QUESTIONS ON THE MATERIAL =>
(a) Retype the Community Hall passage word for word, from "Building on Oregon" up to and including "Gymnastics Center (1898).".
(b) Write the next part of the Community Hall history, starting after its last sentence.
------ SOURCE PASSAGE
Building on Oregon State University campus

Community Hall (formerly the Administration Building, then Benton Hall) was the first building constructed on the Oregon State University campus in Corvallis, Oregon and the oldest structure on its campus today. Its original name was simply the "Administration Building" while the university itself was using the name under which it was first organized: Oregon State Agricultural College. It is situated on a gentle slope called "College Hill," just west of the city's commercial center on the west bank of the Willamette River, there anchoring what remains of the school's original buildings on the "Lower Campus" (given with current names and years built): Apperson Hall (1899), Benton Annex (1892), Education Hall (1902) and Gladys Valley Gymnastics Center (1898).

== History ==
In 1860 a lien was placed on the first building to occupy the site, by a carpenter who had not been paid for his work. The ensuing sheriff's sale resulted in ownership of the building, the land and the school operating there (Corvallis College) transferring to Rev. Orceneth Fisher on behalf of the Methodist Episcopal Church South, where he served as pastor. By 1885, calls from local leaders were growing loud to convert it to a state institution which would be eligible for federal funds under the Morrill Land-Grant Acts and the church agreed to relinquish control. In response, the Oregon State Legislature passed an act that reorganized the school as the state's agricultural college, but skeptical of the actual awarding of land-grant status it decided to require the citizens of Benton County to bear the full costs for the construction of a suitable building to house its offices, which the act required to be no less than $25,000 (equivalent to $675,000 in 2020), and if successful the building would become de jure property of the state upon completion through eminent domain.
------------
------ RECORDS SUPPLIED
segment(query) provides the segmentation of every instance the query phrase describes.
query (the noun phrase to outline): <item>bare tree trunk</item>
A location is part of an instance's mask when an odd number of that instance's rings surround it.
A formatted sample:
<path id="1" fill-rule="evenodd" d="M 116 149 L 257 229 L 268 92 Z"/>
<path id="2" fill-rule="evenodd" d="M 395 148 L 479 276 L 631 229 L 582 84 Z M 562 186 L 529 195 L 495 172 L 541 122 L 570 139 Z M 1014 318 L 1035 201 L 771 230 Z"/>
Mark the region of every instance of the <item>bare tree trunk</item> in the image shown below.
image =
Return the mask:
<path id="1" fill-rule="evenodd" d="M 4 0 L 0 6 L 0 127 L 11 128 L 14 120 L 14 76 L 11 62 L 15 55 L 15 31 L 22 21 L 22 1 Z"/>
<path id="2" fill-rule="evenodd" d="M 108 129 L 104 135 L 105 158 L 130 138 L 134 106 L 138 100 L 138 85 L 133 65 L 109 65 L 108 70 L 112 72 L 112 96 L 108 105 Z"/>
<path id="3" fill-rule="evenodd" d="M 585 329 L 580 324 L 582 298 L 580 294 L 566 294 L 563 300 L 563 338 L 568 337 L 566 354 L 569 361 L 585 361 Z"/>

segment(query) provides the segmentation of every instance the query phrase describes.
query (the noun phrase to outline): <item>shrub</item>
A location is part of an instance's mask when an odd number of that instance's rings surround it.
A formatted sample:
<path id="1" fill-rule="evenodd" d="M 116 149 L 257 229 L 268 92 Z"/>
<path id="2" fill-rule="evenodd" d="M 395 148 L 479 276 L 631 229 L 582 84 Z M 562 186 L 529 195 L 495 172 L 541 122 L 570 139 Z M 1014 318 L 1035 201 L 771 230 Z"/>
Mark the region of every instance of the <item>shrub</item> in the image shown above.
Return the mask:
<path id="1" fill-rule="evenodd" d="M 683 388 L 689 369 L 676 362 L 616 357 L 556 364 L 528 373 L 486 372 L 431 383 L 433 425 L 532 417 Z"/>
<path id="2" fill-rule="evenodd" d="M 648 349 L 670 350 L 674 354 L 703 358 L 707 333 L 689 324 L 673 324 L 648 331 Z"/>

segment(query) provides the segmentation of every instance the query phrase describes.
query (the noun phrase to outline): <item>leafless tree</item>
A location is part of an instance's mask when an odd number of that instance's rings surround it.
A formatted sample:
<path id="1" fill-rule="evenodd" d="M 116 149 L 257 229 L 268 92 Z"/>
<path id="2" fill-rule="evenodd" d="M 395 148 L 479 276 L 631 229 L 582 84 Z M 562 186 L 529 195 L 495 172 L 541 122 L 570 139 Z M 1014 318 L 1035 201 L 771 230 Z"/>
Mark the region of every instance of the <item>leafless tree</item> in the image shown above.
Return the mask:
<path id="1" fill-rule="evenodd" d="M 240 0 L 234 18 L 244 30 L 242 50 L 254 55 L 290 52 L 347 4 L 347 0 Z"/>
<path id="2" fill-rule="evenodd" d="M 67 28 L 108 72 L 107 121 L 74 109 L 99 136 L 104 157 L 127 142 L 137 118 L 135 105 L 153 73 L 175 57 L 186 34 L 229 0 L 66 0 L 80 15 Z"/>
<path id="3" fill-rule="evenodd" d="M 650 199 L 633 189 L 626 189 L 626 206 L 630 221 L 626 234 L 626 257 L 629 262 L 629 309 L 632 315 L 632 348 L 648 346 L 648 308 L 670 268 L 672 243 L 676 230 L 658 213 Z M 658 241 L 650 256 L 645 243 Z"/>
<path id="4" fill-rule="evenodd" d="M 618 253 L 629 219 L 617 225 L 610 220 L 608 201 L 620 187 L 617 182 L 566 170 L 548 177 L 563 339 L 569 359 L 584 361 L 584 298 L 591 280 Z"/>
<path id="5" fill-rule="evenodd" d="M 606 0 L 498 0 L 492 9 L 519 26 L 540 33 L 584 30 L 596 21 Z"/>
------------
ANSWERS FOR THE TASKS =>
(a)
Building on Oregon State University campus

Community Hall (formerly the Administration Building, then Benton Hall) was the first building constructed on the Oregon State University campus in Corvallis, Oregon and the oldest structure on its campus today. Its original name was simply the "Administration Building" while the university itself was using the name under which it was first organized: Oregon State Agricultural College. It is situated on a gentle slope called "College Hill," just west of the city's commercial center on the west bank of the Willamette River, there anchoring what remains of the school's original buildings on the "Lower Campus" (given with current names and years built): Apperson Hall (1899), Benton Annex (1892), Education Hall (1902) and Gladys Valley Gymnastics Center (1898).

(b)
The 1880 census had reported only 1,400 households within the entire county, but less than two years later the sum had been raised, permits secured and construction began on the building still standing today, largely unchanged, as Community Hall. The cornerstone was laid by the Ancient Free and Accepted Masons of Oregon on August 17, 1887 and it officially opened in September 1889 at the start of the school's final academic year as the State Agricultural College of Oregon; it opened for the 1890 term as simply the Oregon Agricultural College.

On October 28, 1987, Governor Neil Goldschmidt signed a proclamation declaring the day as "Benton Hall Day".

Benton Hall was renamed Community Hall in November 2017.